▸ Work request: Without leaving anything out, print every line of the data.

▸ Information shown:
- Opening Delimiter -

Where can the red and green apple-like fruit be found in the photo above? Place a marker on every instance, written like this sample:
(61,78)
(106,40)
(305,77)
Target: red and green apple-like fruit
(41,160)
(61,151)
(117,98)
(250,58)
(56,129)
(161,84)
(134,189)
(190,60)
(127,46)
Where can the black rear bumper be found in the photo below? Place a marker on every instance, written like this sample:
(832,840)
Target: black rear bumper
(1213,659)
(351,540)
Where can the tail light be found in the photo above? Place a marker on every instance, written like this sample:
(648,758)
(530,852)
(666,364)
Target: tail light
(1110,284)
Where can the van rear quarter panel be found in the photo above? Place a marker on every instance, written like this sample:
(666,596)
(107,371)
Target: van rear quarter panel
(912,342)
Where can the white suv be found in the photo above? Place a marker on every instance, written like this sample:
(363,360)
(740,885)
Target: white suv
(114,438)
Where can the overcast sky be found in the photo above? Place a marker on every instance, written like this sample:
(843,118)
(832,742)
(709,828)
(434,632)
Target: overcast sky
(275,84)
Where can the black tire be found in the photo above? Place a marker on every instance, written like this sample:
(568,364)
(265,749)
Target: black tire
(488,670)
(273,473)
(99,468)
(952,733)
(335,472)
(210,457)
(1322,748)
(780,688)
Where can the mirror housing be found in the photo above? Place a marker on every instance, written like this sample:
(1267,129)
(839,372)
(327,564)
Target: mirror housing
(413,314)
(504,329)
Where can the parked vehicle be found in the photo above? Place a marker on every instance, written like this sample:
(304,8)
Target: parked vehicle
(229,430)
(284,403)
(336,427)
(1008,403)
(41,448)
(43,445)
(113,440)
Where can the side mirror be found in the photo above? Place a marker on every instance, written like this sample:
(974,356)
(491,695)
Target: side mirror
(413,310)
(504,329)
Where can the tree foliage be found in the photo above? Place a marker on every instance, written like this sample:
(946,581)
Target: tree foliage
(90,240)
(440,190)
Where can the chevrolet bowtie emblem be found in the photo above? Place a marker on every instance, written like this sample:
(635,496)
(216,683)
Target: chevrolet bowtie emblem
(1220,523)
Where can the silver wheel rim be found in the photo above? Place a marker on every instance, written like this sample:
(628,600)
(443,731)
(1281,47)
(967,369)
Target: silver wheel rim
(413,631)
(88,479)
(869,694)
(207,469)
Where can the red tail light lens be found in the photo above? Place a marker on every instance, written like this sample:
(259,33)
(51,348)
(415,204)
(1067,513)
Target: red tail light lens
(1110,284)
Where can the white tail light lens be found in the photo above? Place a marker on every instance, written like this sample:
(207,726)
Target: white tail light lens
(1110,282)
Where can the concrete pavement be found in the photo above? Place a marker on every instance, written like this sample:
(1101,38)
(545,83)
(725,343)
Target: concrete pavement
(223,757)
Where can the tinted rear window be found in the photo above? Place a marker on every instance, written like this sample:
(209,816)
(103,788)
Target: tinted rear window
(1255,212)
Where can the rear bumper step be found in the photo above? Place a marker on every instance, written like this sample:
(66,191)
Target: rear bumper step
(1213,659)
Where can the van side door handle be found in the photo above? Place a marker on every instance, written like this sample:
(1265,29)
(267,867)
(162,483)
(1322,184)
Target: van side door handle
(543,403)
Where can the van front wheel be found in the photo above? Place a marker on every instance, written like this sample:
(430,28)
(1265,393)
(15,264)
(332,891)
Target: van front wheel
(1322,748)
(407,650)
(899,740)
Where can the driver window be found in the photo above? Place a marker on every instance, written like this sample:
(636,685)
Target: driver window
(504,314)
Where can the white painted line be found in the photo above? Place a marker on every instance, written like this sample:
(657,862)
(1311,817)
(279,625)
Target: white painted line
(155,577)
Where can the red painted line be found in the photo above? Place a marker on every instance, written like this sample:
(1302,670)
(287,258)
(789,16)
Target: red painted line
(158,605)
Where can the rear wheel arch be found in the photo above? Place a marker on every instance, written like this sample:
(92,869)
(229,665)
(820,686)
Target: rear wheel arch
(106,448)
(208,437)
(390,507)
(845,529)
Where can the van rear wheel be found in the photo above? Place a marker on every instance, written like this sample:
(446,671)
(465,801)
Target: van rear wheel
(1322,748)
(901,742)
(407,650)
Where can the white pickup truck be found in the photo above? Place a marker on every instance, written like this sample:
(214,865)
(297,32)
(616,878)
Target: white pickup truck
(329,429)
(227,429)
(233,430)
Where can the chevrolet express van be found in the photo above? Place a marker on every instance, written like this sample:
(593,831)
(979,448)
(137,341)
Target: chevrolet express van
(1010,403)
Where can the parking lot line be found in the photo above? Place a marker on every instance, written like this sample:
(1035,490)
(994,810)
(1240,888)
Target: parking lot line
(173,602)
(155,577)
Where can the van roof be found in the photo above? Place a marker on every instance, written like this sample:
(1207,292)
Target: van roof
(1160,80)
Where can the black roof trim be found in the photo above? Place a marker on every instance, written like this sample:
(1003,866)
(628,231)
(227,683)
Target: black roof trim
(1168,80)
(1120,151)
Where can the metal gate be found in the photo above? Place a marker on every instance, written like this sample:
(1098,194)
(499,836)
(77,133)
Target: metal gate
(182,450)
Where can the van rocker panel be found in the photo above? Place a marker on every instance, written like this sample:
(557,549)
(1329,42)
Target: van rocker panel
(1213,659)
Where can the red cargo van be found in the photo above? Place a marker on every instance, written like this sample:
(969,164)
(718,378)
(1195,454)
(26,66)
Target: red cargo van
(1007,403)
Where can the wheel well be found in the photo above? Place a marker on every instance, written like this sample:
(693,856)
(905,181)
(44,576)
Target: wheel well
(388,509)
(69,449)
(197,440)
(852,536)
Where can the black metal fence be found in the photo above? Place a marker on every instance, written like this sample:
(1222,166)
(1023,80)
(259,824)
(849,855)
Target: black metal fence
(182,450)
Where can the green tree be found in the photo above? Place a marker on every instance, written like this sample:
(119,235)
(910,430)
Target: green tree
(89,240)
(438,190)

- Closing Delimiter -

▸ Task answer:
Where can the red and green apple-like fruit be found in the photo above? Place a marker on every instance, written like this sample:
(61,78)
(106,40)
(305,77)
Target: red and green apple-like fruit
(41,160)
(61,151)
(117,98)
(250,58)
(56,129)
(161,84)
(134,189)
(190,60)
(127,46)
Where can the black rear bumper be found in the photo below? Place a marker on every instance, written like this sample:
(832,840)
Target: black rear bumper
(1213,659)
(351,540)
Where can the tail light be found in the photo above? Place a marker on every instance, written like this sample:
(648,758)
(530,852)
(666,364)
Target: tail light
(1110,284)
Where can the van rear quarter panel be found in the photo above? Place a marker on every instance, written like this sample:
(666,596)
(107,371)
Target: van rear quarter panel
(912,342)
Where can the white suv be found in the photo above? Place a marker on every instance, written like this sample:
(363,360)
(740,885)
Target: white suv
(114,438)
Where can the overcast sky be found in the photo above? Place a marker on every instance, written like this sample:
(843,118)
(832,742)
(709,828)
(434,632)
Target: overcast sky
(275,84)
Where can the black tire be found in the photo above? Place a marker on every instance, written like this sample:
(568,364)
(265,749)
Target: black tire
(488,670)
(273,473)
(99,468)
(952,733)
(335,472)
(210,457)
(1322,748)
(780,688)
Where can the mirror housing be found in the photo above? Place a marker on every instance, written like this sample:
(1267,129)
(839,372)
(327,564)
Target: mirror housing
(413,314)
(504,329)
Where can the parked vehicle be found in the photo above? Place a marker on every instance, written like this sample:
(304,8)
Target: parked vehicle
(229,430)
(284,403)
(336,427)
(1008,403)
(41,448)
(43,445)
(113,440)
Where can the side mirror be found in the photo above? Place a marker on every instance, written like this sample:
(974,356)
(491,695)
Target: side mirror
(413,310)
(504,329)
Where can the tree foliage be found in the photo above? Place a marker on every instance, written like this sample:
(946,581)
Target: tree foliage
(90,240)
(440,190)
Where can the chevrolet bowtie emblem be found in the photo above? Place a marker on every instance, written like this sample:
(635,496)
(216,683)
Target: chevrolet bowtie emblem
(1220,523)
Where can the silver wheel rim be found in the photo above? Place a marker on every instance, written like this sample:
(628,600)
(443,731)
(1281,47)
(967,369)
Target: silver wheel rim
(413,631)
(88,479)
(869,694)
(207,469)
Where can the red tail light lens be found in the photo above? Place a marker on every instance, written like this sample:
(259,33)
(51,348)
(415,204)
(1067,513)
Target: red tail light lens
(1110,284)
Where can the white tail light lens be found in the photo above? Place a marker on every instance, written like this sample:
(207,726)
Target: white tail light lens
(1110,282)
Where can the concrete pavement be found in the photo above? Place a marker on every instance, written like this sample:
(1101,38)
(545,83)
(725,343)
Target: concrete pavement
(223,757)
Where can the tinted rear window be found in the photo above? Place a marker on every instance, written like this sample:
(209,816)
(103,788)
Target: tinted rear window
(1255,212)
Where can the rear bumper step be found in the photo above? Place a marker on every instance, written like this sample:
(66,191)
Target: rear bumper step
(1213,659)
Where can the van side door handle be found in the photo above? Place a marker on every instance, written like this sample:
(1265,29)
(267,867)
(162,483)
(1322,184)
Target: van side door handle
(543,403)
Where can the van front wheel be found in the photo above? Place a marker on every instance, written like this sample:
(430,28)
(1265,393)
(15,264)
(332,891)
Target: van front wheel
(1322,748)
(407,650)
(899,740)
Where can the driver window be found in the photo above? Place a marker on every instance, written like this sample:
(636,685)
Target: driver window
(504,314)
Where can the white painted line be found in the photo above? Place a marker on every instance, written like this sample:
(657,862)
(1311,817)
(279,625)
Target: white painted line
(155,577)
Where can the red painted line be found in the photo above? Place a marker on every instance, written like this sample:
(1302,670)
(287,258)
(789,16)
Target: red painted line
(158,605)
Where can the rear wheel arch be found in the photo above? Place a marker on every instance, written like this sample:
(92,869)
(229,665)
(820,686)
Target: rear wheel arch
(106,448)
(208,437)
(390,507)
(845,529)
Where can the van rear wheel be found in the photo above? Place a marker on every instance, written like this sample:
(446,671)
(465,801)
Target: van rear wheel
(1322,748)
(901,742)
(407,650)
Where can the white pickup truck be found in the photo above? Place a marker on every instance, written like this sample:
(214,865)
(297,32)
(616,878)
Target: white pickup truck
(329,429)
(227,429)
(233,430)
Where can the chevrolet express van be found in the photo above? Place a marker on every instance, written like this sample:
(593,831)
(979,448)
(137,341)
Target: chevrolet express van
(1010,403)
Where can the parking lot line be found in the photo above? Place a marker on every instance, written like this sample:
(1035,490)
(994,810)
(1240,888)
Target: parking lot line
(173,602)
(155,577)
Where can the van roof be found in the photo above? Place a marker on every instance, written like this sample:
(1207,292)
Target: van roof
(1160,80)
Where can the black roof trim be found in the photo above? Place a marker on every instance, written like this sample:
(1003,866)
(628,231)
(227,683)
Target: black roof trim
(1168,80)
(1120,151)
Where can the metal gate be found in the photo above? Place a marker on every instance, written like this sample:
(1098,194)
(499,836)
(77,133)
Target: metal gate
(182,450)
Where can the van rocker panel be found in the photo above? Place a marker on every instance, written like this sample:
(557,549)
(1329,42)
Target: van rocker panel
(1213,659)
Where can the red cargo van be found in the photo above? Place a marker on every instance, written like this sample:
(969,164)
(718,378)
(1195,454)
(26,66)
Target: red cargo van
(1007,403)
Where can the wheel well be found in the photo above? Place a marker on every instance, written like this sample:
(693,856)
(905,181)
(44,576)
Target: wheel well
(388,509)
(69,449)
(197,440)
(852,536)
Where can the black metal fence be found in the photo above? Place a marker on every instance, written like this sample:
(1222,166)
(1023,80)
(259,824)
(849,855)
Target: black metal fence
(182,450)
Where can the green tree be found in the photo above? Place a marker on every instance, written like this sample:
(119,235)
(910,430)
Target: green tree
(89,240)
(438,190)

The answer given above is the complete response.